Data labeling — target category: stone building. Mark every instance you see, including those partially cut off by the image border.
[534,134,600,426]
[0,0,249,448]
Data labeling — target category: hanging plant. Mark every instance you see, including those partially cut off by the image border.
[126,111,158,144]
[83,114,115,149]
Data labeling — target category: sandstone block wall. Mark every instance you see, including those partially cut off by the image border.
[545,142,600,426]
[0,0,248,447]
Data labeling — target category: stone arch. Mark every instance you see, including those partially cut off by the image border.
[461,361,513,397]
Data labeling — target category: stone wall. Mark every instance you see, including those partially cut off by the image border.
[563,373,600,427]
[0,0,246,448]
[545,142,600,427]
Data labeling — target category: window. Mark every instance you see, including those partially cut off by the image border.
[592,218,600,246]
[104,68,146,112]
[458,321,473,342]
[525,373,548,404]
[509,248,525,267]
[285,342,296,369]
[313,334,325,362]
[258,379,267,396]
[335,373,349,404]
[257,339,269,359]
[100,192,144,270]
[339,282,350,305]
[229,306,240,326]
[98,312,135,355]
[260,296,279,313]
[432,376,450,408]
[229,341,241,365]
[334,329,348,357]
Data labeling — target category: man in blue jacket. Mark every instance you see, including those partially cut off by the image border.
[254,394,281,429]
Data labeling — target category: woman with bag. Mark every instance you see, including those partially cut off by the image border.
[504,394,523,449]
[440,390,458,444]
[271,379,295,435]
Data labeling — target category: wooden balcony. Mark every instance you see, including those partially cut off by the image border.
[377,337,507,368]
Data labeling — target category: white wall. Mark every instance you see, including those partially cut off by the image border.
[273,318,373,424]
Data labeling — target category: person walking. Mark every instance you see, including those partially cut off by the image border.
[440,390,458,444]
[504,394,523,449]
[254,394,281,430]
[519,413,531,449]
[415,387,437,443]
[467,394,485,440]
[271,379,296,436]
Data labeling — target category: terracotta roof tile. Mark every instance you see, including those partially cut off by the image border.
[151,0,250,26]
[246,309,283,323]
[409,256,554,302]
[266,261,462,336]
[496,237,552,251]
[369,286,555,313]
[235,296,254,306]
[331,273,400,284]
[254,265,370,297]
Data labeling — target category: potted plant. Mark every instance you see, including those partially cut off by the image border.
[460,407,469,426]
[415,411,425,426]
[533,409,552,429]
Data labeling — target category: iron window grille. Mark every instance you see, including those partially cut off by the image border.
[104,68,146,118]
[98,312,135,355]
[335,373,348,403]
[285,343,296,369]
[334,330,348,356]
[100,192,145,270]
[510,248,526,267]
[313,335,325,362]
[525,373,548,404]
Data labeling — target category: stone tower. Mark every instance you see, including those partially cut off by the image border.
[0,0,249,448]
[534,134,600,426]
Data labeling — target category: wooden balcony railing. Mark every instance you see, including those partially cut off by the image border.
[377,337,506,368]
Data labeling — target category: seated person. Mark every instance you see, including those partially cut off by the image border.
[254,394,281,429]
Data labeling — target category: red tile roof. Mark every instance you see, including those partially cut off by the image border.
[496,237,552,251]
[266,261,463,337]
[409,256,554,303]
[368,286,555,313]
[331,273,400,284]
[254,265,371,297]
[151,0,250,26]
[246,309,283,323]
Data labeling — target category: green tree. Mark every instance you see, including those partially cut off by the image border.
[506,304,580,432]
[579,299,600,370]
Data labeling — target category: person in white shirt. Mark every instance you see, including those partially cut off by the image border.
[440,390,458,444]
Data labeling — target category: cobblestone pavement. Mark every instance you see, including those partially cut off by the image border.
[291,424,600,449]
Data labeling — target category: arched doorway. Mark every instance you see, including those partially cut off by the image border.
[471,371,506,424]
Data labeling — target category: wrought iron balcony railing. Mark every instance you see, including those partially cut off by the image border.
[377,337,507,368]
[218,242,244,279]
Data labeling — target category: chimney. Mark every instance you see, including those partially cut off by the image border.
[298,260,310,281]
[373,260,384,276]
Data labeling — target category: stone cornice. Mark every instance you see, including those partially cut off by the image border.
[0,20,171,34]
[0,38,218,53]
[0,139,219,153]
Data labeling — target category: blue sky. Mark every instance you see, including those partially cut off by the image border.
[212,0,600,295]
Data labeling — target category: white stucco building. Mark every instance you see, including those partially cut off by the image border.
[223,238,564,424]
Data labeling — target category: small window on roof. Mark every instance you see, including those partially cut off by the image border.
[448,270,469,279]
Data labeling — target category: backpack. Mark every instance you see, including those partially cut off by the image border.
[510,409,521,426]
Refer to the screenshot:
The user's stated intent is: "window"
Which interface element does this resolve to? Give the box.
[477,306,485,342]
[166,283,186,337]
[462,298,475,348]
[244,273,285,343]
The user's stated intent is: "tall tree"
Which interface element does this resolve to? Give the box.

= Task objective =
Can you copy every entry above word for word, with no character changed, added, or left out?

= Solution to this problem =
Data labeling — target category: stone building. Mark every instance you see, including those partially cut off by the image border.
[534,134,600,426]
[0,0,249,448]
Data labeling — target category: hanging plant. Mark every instance you see, including those partially cut off by the image border.
[126,111,158,144]
[83,114,115,149]
Data labeling — target category: sandstone block wall. Mark every instance you see, including those partially cut off by the image border.
[545,142,600,426]
[0,0,248,447]
Data labeling — target category: stone arch. Mark every instance you see, including those partially cut off by the image border.
[461,361,513,397]
Data labeling — target category: stone wall. Mark every instance you see, including those partially cut off by the image border.
[563,373,600,427]
[0,0,246,448]
[545,142,600,427]
Data labeling — target category: window. Mark every instance you see, including those partially cut off by the image border.
[592,218,600,246]
[104,68,146,112]
[458,321,473,342]
[525,373,548,404]
[509,248,525,267]
[285,342,296,369]
[313,334,325,362]
[258,379,267,396]
[335,373,349,404]
[257,339,269,359]
[100,192,144,270]
[339,282,350,305]
[229,306,240,326]
[98,312,135,355]
[260,296,279,313]
[432,376,450,408]
[229,341,241,365]
[334,329,348,357]
Data labeling — target category: man in blue jacket. Mark every instance you see, including those partially cut off by the image border.
[254,394,281,429]
Data labeling — target category: woman with bag. Mark every instance you see, including those partially cut off by the image border.
[504,394,523,449]
[440,390,458,444]
[271,379,295,435]
Data labeling — target category: wooden balcony. Mark every instance you see, including those partially cut off by the image border.
[377,337,507,368]
Data labeling — target category: white wall. Mark every instance you see, including those partially cut off by the image border.
[273,318,373,424]
Data labeling — target category: person walking. Mark every instance you see, including those partially cut off by the image border.
[440,390,458,444]
[504,394,523,449]
[254,394,281,430]
[519,413,531,449]
[415,387,437,443]
[467,394,485,440]
[271,379,296,436]
Data labeling — target category: terracotta roof tile. Mark every instance you see, including those partially cut off by the image border.
[151,0,250,26]
[246,309,283,323]
[409,256,554,302]
[266,261,462,336]
[496,237,552,251]
[369,286,555,313]
[235,296,254,306]
[331,273,400,284]
[254,265,370,297]
Data labeling — target category: potted plant. Mark every instance you see, including those partially cut off by the image border.
[460,407,469,426]
[415,411,425,426]
[533,409,552,429]
Data labeling — target category: iron window grille. Mark every instance you see, including those partially cut off by the image border.
[104,68,146,118]
[98,312,135,355]
[335,373,348,403]
[285,343,296,369]
[334,330,348,356]
[100,192,145,270]
[510,248,526,267]
[313,335,325,362]
[525,373,548,404]
Data labeling — target category: stone tower. Mark every instance you see, including those partially cut off by the image border.
[0,0,249,448]
[534,134,600,426]
Data labeling — target category: wooden balcony railing. Mark every instance you see, including those partially cut off by the image border.
[377,337,506,368]
Data labeling — target category: seated person. Mark every instance you see, including those partially cut off by the image border.
[254,394,281,429]
Data labeling — target category: red tile roof. Mark every instance you see, including those partially cut off by the image border.
[496,237,552,251]
[266,261,463,337]
[409,256,554,303]
[368,286,555,313]
[331,273,400,284]
[254,265,371,297]
[151,0,250,26]
[246,309,283,323]
Data labeling — target category: green tree. Mark every instance you see, including those partially cut off by the image border.
[506,304,580,432]
[579,299,600,370]
Data labeling — target category: person in white shirt. Mark every instance you see, including those partially cut off by the image border.
[440,390,458,444]
Data labeling — target category: cobblestone pavement. Mark every instance you see, including those partially cut off by the image border.
[291,424,600,449]
Data labeling — target category: arched doorway. Mark every instance you see, including those partially cut off by the image border.
[471,371,506,424]
Data labeling — target category: wrought iron balcony railing. Mark every instance you see, including those partially cut off by the image border.
[377,337,507,368]
[218,242,244,279]
Data labeling — target category: chimney. Mark every instance you see, including those partially cut off by the image border.
[298,260,310,281]
[373,260,384,276]
Data labeling — target category: stone cornice. Mark every instance you see, including those partially cut off by the image border.
[0,20,171,34]
[0,38,218,53]
[0,139,219,153]
Data labeling — target category: blue sky. Mark every instance you see, including those partially cut off by the image border.
[212,0,600,295]
Data labeling — target category: white stucco building. Mark every instance you see, including those partially cut off by the image border.
[223,238,564,424]
Data labeling — target category: small window on roof. Mark every instance you see, including those partially cut off by the image border.
[448,270,469,279]
Data labeling — target category: backpack. Mark every instance you see, including those partially cut off by the image border.
[510,409,521,426]
Refer to the screenshot:
The user's stated intent is: "window"
Which interface element does this resolve to? Give the box.
[477,306,485,342]
[166,283,186,337]
[462,298,475,348]
[244,273,285,343]
The user's stated intent is: "tall tree"
Which interface element does this resolve to? Give the box.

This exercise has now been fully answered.